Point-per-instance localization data
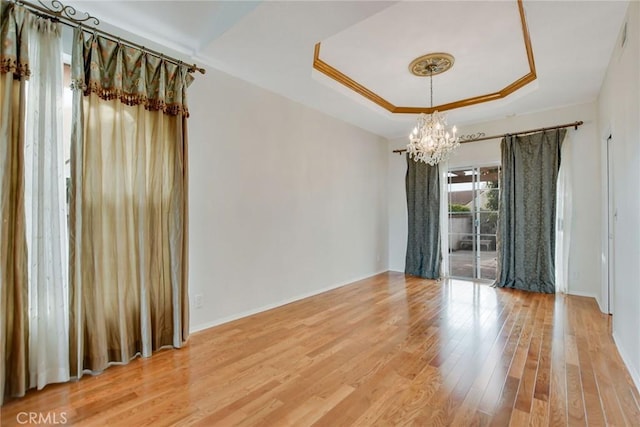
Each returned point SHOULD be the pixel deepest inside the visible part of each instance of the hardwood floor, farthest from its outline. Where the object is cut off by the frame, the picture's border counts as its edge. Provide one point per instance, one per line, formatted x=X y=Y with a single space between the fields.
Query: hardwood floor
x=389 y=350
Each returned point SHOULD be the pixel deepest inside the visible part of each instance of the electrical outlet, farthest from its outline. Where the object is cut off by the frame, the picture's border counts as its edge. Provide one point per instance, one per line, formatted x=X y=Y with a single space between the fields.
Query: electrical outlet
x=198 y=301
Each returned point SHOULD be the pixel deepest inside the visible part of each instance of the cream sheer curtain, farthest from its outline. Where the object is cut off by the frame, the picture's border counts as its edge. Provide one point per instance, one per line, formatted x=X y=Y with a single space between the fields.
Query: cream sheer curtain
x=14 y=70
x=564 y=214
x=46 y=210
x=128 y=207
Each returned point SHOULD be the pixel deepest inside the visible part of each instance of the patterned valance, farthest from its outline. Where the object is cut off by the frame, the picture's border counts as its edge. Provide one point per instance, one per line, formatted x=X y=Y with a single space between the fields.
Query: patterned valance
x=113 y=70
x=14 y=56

What needs to be done:
For this exercise, transcribe the data above line by line, exactly, with pictures omitted.

Written response:
Each returned point SHOULD be the pixel deepest inside the visible part of each instance of the hardwood floor, farthest from its outline. Where the object is cut off by the frame, the picture's border counts as its edge. Provide one point per instance, one per line, formatted x=X y=Y with a single space between the fields.
Query: hardwood floor
x=389 y=350
Each returned point SHOULD be the pixel deepest inside the visible part of each instance of the electrical outlet, farthest from its outline. Where the object is cut off by the frame, the picture's border counts as its edge. Provide one point per instance, one per line, formatted x=X y=Y with a single space between the fields.
Query: electrical outlet
x=198 y=301
Each returned point SHOULD be the pixel deepest inside the visible part of each instance of the cream sheer curtain, farthest from its outline. Where the object is cut off by the frame, the picture's border counts as its edge. Provide one point per instance, one per line, formatted x=X y=Y with a single space between the fields.
Query: cream sheer curtain
x=14 y=70
x=564 y=214
x=46 y=210
x=128 y=207
Each returned point SHOULD be the pixel deepest inside the visible part of each instance of the patterned valance, farthest from its outline. Where the object is cut off by the frame, the picture's border counts as its edge. Provide one point per instance, one per line, formatted x=X y=Y with a single space between the fields.
Query: patterned valance
x=113 y=70
x=14 y=56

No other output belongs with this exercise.